Would you write out the data below exactly, with every line intact?

[Point-per-instance localization data]
%%
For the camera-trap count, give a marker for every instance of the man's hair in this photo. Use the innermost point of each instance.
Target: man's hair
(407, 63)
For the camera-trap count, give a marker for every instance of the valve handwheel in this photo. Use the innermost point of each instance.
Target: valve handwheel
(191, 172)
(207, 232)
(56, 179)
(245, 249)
%%
> YOUR SOLUTION
For the camera-trap count, give a marker for every instance of the man's hair in this photo. Use the innermost point of each instance.
Target: man's hair
(407, 63)
For the camera-trap count, give a marker for every instance of the valve handwheel in this photo. Use the innermost point of each instance.
Target: valve handwheel
(191, 172)
(207, 232)
(56, 179)
(245, 249)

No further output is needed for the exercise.